** Work required **
Your task is to output the listing word for word, with pictures excluded.

** Raw data **

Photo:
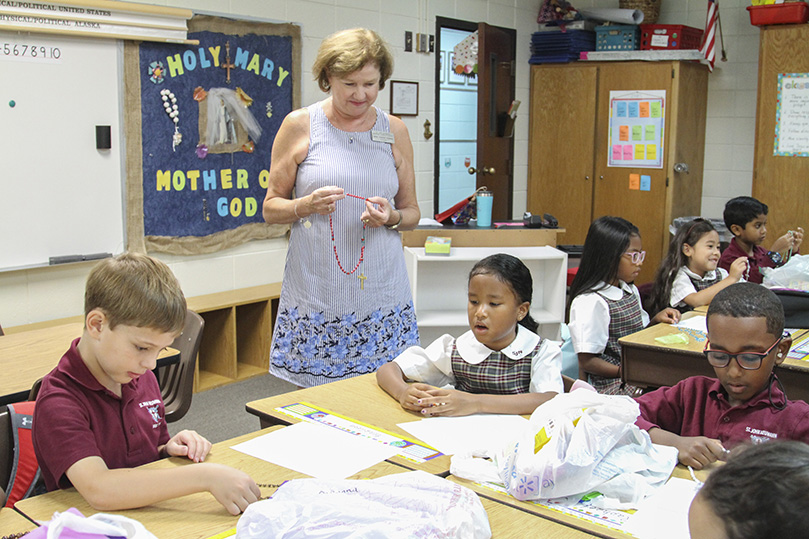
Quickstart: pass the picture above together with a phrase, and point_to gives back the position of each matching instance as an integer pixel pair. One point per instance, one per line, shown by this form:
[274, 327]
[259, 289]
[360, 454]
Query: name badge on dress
[383, 136]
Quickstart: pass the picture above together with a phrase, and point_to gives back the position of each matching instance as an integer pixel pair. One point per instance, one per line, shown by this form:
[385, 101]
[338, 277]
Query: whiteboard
[59, 195]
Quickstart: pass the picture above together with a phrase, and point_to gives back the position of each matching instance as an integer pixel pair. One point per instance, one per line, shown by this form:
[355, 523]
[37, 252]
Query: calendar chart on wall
[637, 123]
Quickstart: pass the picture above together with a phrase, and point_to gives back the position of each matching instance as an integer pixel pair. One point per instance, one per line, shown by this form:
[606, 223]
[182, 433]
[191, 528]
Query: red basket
[669, 36]
[791, 13]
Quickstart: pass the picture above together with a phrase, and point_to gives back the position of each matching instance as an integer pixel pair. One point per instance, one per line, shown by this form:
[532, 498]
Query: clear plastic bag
[410, 504]
[577, 443]
[794, 274]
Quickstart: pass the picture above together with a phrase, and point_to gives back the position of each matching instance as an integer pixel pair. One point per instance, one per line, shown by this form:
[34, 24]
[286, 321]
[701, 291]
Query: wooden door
[495, 148]
[561, 142]
[612, 195]
[779, 181]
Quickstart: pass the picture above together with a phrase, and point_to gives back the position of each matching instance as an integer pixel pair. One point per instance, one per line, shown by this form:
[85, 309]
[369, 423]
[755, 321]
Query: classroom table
[648, 363]
[200, 516]
[196, 515]
[29, 355]
[12, 522]
[574, 524]
[359, 399]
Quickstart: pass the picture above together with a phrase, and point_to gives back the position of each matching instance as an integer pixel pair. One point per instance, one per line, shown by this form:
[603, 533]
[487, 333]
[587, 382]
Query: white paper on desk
[317, 450]
[698, 323]
[664, 514]
[452, 435]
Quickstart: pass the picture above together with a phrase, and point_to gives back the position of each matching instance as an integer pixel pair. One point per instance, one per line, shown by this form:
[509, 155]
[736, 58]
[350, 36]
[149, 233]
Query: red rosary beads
[362, 248]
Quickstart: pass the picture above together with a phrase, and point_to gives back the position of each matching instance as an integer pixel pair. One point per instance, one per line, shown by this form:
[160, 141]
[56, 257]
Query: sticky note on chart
[644, 109]
[627, 152]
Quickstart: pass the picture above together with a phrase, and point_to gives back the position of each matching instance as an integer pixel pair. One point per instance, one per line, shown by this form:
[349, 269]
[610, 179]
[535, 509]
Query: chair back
[177, 380]
[32, 395]
[6, 447]
[796, 307]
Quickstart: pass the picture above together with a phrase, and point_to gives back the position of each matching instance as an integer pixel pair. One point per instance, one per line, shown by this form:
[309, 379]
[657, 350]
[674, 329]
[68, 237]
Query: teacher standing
[345, 306]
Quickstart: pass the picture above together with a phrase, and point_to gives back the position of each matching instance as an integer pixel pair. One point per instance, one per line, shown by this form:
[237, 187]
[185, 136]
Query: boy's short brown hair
[137, 290]
[347, 51]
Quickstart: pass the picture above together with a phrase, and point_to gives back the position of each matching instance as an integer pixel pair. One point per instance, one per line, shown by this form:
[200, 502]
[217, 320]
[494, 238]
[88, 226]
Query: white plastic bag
[578, 443]
[794, 274]
[410, 504]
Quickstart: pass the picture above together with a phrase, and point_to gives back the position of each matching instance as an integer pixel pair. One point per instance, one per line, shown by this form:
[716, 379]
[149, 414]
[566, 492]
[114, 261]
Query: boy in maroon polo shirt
[746, 218]
[704, 417]
[99, 413]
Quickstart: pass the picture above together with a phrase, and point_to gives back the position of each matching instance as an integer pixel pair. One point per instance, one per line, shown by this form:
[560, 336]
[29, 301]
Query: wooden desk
[360, 399]
[196, 515]
[12, 522]
[572, 526]
[201, 516]
[648, 363]
[507, 236]
[29, 355]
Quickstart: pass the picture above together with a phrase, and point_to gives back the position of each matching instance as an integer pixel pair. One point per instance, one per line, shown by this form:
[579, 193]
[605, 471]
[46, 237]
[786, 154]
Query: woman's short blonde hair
[137, 290]
[347, 51]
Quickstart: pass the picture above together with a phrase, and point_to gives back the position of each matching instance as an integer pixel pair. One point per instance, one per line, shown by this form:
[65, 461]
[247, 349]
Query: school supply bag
[71, 524]
[410, 504]
[794, 274]
[579, 443]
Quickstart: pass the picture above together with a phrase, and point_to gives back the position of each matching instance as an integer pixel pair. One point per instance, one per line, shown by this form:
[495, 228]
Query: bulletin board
[201, 121]
[792, 115]
[59, 195]
[637, 124]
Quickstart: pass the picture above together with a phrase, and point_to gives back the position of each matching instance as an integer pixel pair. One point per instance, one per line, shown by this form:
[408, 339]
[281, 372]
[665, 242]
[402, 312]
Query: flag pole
[721, 37]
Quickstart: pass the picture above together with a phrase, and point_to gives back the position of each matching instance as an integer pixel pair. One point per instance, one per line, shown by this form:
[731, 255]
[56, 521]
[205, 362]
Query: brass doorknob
[484, 170]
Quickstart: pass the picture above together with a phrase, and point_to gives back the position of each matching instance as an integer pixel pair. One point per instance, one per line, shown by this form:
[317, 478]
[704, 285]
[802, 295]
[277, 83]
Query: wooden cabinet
[568, 174]
[439, 286]
[778, 181]
[236, 339]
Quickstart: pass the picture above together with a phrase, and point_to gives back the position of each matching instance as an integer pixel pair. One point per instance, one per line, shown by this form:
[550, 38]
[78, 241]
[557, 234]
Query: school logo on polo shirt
[155, 414]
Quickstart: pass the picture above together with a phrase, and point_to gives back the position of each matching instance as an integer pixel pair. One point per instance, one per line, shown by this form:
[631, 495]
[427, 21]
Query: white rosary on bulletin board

** Output of the task **
Photo:
Quickstart: pass the picture above together with a phrase, and point_to gives back the position of each matching instance as an integer pixel pair. One point per instance, one per line, shown by this form:
[274, 327]
[259, 289]
[360, 454]
Query: name badge on dress
[383, 136]
Quickstart: pass the picture above together with a phrase, and point_to gives back the position of each matching instance as an integer pixel pair. One point per instance, one per line, shown by this form:
[385, 101]
[338, 277]
Query: whiteboard
[59, 195]
Quickstart: pass the picture above together with a phrase, and point_to gives back the position of each matching instance as an integer pixel pair. One point per instance, one per line, shown by this form:
[355, 523]
[37, 252]
Query: calendar chart on wall
[637, 123]
Quickstart: pass the picture above together with a phrase, and point_to gives back the position of each matching instance as an integer pixel pair. One point per instance, one per line, shown by this form:
[606, 223]
[182, 433]
[191, 528]
Query: red basket
[669, 36]
[791, 13]
Quickstart: pass the picture above together with a phrase, and point_to gives back the position of each matching instance as an integer pixel pair. One point per instance, one per line, shown by this form:
[532, 498]
Query: clear plastic bag
[410, 504]
[577, 443]
[794, 274]
Quickstart: pass the picture above together with a phrase, and point_to gives back the position of each matching instance as an integer pixel pair. One point per instance, one per line, shown by this form:
[34, 24]
[286, 321]
[701, 291]
Query: wooden door
[495, 148]
[561, 142]
[612, 195]
[779, 181]
Quickstart: pass the picture above together with a phrase, and point_to gives back the position of each matching instance as an integer pixel pair. One point per instance, one per line, shown by this form:
[85, 309]
[369, 423]
[755, 321]
Query: classroom table
[648, 363]
[200, 516]
[196, 515]
[29, 355]
[12, 522]
[574, 524]
[359, 399]
Quickstart: pass the picture above together with a phrase, and point_to gives back the position of each matching instance as an integer pixel pair. One point per instance, one per line, shown by this form:
[603, 533]
[487, 333]
[587, 382]
Query: white paper on desk
[317, 450]
[698, 323]
[664, 514]
[452, 435]
Quickstart: pass the picture above together with a phrase, and point_to gives back the position of each matching instance as an integer pixel pair. One point per instance, one per line, shown by this form:
[509, 155]
[736, 58]
[350, 36]
[149, 233]
Query: red rosary beads
[362, 248]
Quickstart: pass the picture above together with a phrase, and point_to gives back the position of each matching instance as an integer pixel pair. One point per instance, one per line, shown by this form:
[160, 141]
[56, 257]
Query: sticky note on chart
[644, 109]
[627, 152]
Quickstart: pass the picture above together with a phrase, and point_to gives back the position of each matching instance as an integer pixel pair. One point per instance, one per line, shown by this form:
[349, 269]
[610, 179]
[535, 509]
Query: chair back
[177, 380]
[32, 395]
[6, 447]
[796, 307]
Quickstart: pass the picture above together with a phrase, and point_to gives back the position of each matching instance as an integer pixel pair. One point per instance, one per line, shown by this form:
[309, 379]
[657, 350]
[674, 329]
[68, 237]
Query: teacher standing
[345, 306]
Quickstart: pass the picture above together with a phrase, and point_to gives back the position of each matching instance as an integer pixel pair. One point per instance, one per line, shown by this form:
[237, 187]
[185, 136]
Query: boy's short brown hair
[137, 290]
[347, 51]
Quickstart: pass the picture above together with a phrase, and point_to gives back the position of each matching instance as an integer pixel pair. One point per instance, one per line, shown by this form:
[200, 502]
[217, 320]
[494, 238]
[88, 226]
Query: white plastic bag
[578, 443]
[794, 274]
[410, 504]
Quickstart: pass the picture above together with a phrase, and point_to gives back the position of each matching instance as an integer pixel pair. One point per instance, one per line, shown by this form:
[716, 379]
[149, 414]
[566, 492]
[114, 261]
Query: boy in maroon polo shirt
[746, 218]
[704, 417]
[99, 413]
Quickstart: pass the picture above together with a phrase, and point_to gives back the position of each matching instance as an integer pixel pair. One point per instance, one per line, shown by this form:
[560, 336]
[29, 301]
Query: wooden desk
[360, 399]
[196, 515]
[12, 522]
[572, 526]
[201, 516]
[648, 363]
[507, 236]
[29, 355]
Quickstart: pass the picture above together with a phrase, and point_to gives back the position of each matching instance as an integer pixel pair. One point per instance, one per line, shown by this form:
[579, 193]
[605, 471]
[46, 237]
[786, 154]
Query: woman's short blonde hair
[137, 290]
[347, 51]
Quickstart: pass the picture above together with a phrase, and point_to gives back the position of each matching instance as an integer pixel pair. One point per instance, one per line, shown by this form:
[65, 461]
[247, 349]
Query: school supply bag
[71, 524]
[410, 504]
[794, 274]
[579, 443]
Quickstart: pass the picture above together with a phrase, and point_to gives back the position of each matching instance as an integer pixel pair. One point per instance, one per line, shown by this form:
[495, 228]
Query: bulletin board
[201, 121]
[792, 115]
[59, 195]
[637, 124]
Quickstart: pass the picture above together with a phrase, and point_to gives back the position of each matching instance as an integer pixel pair. One point per instance, one per line, shown by this form:
[408, 339]
[281, 372]
[665, 242]
[402, 312]
Query: flag pole
[721, 37]
Quickstart: pass the picture above together with a phrase, and point_to gives back the position of each matching instance as an integer pixel pair. One point per instance, one per line, shown by this form:
[731, 255]
[56, 521]
[205, 362]
Query: brass doorknob
[484, 170]
Quickstart: pass the picture above together with a phrase, and point_to gives back the position of each matching instance as an integer pixel pair. One point per instance, one per line, shown by this form:
[317, 478]
[704, 285]
[802, 295]
[277, 83]
Query: wooden cabinet
[568, 174]
[439, 286]
[778, 181]
[236, 339]
Quickstart: pass the picture above together with a phrase, and point_to gives back the position of each matching instance as an integer pixel pair. One point per instance, one per line, shown by this form:
[550, 38]
[78, 241]
[557, 234]
Query: school logo on polo shirt
[155, 414]
Quickstart: pass the picture above together with a phrase, and point_to gives back the position of each matching instance as an integer pixel pair. One point per instance, one per line, shown by this form:
[631, 495]
[427, 21]
Query: white rosary on bulletin board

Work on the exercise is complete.